• _Exercise objective_
Output the data word for word, dropping every image.

··· Listing

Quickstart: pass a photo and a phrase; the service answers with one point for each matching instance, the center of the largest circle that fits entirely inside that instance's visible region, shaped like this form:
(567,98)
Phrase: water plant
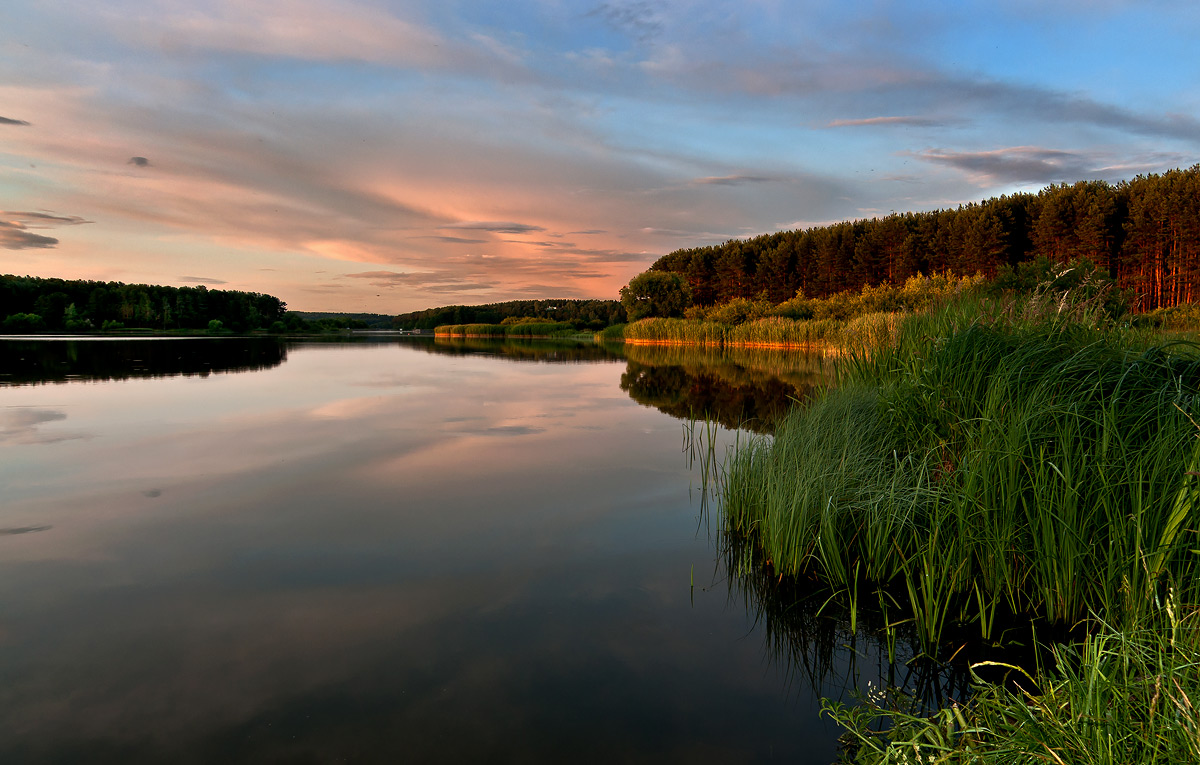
(995,461)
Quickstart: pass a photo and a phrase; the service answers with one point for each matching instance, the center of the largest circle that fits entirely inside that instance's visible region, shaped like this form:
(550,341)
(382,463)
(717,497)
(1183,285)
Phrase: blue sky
(388,156)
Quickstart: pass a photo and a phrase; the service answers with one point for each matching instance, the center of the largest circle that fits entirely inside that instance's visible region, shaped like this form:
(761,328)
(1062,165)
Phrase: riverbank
(1027,463)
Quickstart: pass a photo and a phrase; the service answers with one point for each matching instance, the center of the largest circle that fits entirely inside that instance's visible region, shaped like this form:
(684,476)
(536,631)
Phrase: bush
(24,323)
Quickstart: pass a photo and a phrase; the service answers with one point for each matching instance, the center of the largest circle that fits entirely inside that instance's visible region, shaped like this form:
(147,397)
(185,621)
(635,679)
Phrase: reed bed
(1043,471)
(684,331)
(994,463)
(1117,698)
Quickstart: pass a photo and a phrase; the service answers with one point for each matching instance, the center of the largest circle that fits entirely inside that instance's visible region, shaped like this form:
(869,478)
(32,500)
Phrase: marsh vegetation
(1018,470)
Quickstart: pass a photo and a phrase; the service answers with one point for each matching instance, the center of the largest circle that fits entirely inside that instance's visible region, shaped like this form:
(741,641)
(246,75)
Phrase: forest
(585,314)
(1144,232)
(29,303)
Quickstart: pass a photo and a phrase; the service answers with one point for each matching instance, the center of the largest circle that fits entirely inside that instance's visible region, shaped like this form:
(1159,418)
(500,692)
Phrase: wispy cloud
(201,279)
(453,240)
(640,19)
(731,180)
(497,227)
(904,121)
(16,229)
(1037,164)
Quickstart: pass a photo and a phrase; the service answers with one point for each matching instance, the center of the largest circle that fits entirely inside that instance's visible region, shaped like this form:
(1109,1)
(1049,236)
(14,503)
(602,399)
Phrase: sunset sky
(384,156)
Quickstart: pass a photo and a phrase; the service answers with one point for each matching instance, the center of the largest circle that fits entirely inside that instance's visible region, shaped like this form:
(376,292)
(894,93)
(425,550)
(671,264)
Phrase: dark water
(393,550)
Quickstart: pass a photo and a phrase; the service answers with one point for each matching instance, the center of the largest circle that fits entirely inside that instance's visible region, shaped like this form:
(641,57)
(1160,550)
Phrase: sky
(390,156)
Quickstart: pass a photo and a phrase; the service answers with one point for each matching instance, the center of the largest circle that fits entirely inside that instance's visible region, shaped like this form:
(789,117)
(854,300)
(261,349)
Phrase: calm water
(262,550)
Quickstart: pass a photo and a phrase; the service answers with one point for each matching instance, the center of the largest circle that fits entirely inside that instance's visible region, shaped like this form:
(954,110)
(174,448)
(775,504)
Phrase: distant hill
(582,313)
(373,320)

······

• _Solution below_
Quickstart: pass a photo and a phrase; the service answers with one point for each matching instance, the center of the largest circle that fits entirely inside that instance's visible region, shaped like this form:
(567,98)
Phrase: water plant
(995,461)
Quickstart: pass a photo and a phrase; the service answers with one point for each matching instance, the center of the largest circle that fits entirely inside that instance's visible region, shaped like this form:
(550,341)
(382,463)
(717,497)
(1183,285)
Phrase: blue sky
(388,156)
Quickstart: pass a photo and a phrase; the service answers with one point for each matching instance, the center of the largest circle that fits entirely inside that instance's visible region, shaped like this form:
(761,328)
(1062,165)
Phrase: riverbank
(1027,463)
Quickstart: pass a photo and a phrase; the service answers with one point for each matching instance, the center of the largest circle that fits entirely inside that instance's visible region, shaped like this form:
(684,476)
(536,631)
Phrase: bush
(24,323)
Quickstart: pass a photo and a phrase; the service answers with one point for each matching instance, the center of the largest circle that fits entirely inside that instance's visible region, shaped like this form:
(147,397)
(185,621)
(635,679)
Phrase: reed bed
(1043,471)
(684,331)
(994,463)
(1117,698)
Quickstart: pass a photo and a phrase; the service answers with one point for each matching instance, the center of the largest circle that fits entirely inside that instance's visible region, shaped like this form:
(869,478)
(32,500)
Phrase: marsh vegetation
(1018,470)
Quickstart: pass a photo and a phrase; the service answers with one point for each matching instance, the center of the largest circle that fits entirely inside that instance's visible region, shaped like this form:
(741,641)
(246,75)
Phrase: forest
(585,314)
(1144,232)
(29,303)
Quickstart: pass a photo and a phrase; the service answers with one point for each matching instance, the center of the largest circle that fits entirely inside that instance's visible region, shaped like this form:
(1159,418)
(500,692)
Phrase: wispy cloud
(201,279)
(453,240)
(640,19)
(731,180)
(497,227)
(904,121)
(16,229)
(1037,164)
Quickstart: pass a photo and a phrase; the service answers with one point for each matching instance, the center of the largest circle that fits entirely inside that instance's visible region, shaped like this form:
(1109,1)
(1049,236)
(14,503)
(602,399)
Phrase: sunset sky
(384,156)
Quickstart: pass a photo and a phrase; the service answers with one point for each matching instance, the center of the largest circle that fits entirely inside that instance's visible region, shaped like this form:
(376,292)
(894,93)
(425,550)
(671,264)
Phrase: dark water
(393,550)
Quickstart: pass a photo and a phrase; the service answers with one point for each matching instance, the center of the largest circle that fits entirely inside that instance's visible region, shaped like this form:
(641,57)
(1160,550)
Phrase: sky
(390,156)
Quickstart: pass a photo and a phrase; the service answers with one point for each matching instance, the center of the largest circle that fits entirely inside that instance's visible region, shaped like this form:
(789,117)
(854,300)
(261,349)
Phrase: calm water
(262,550)
Quickstart: pass a photo and a phrase; the service answers with one point for each matching instance, the center of the largest circle that fits entirely inside that instance's visible region, shaped like this form:
(954,110)
(174,448)
(775,504)
Phrase: distant hill
(582,313)
(373,320)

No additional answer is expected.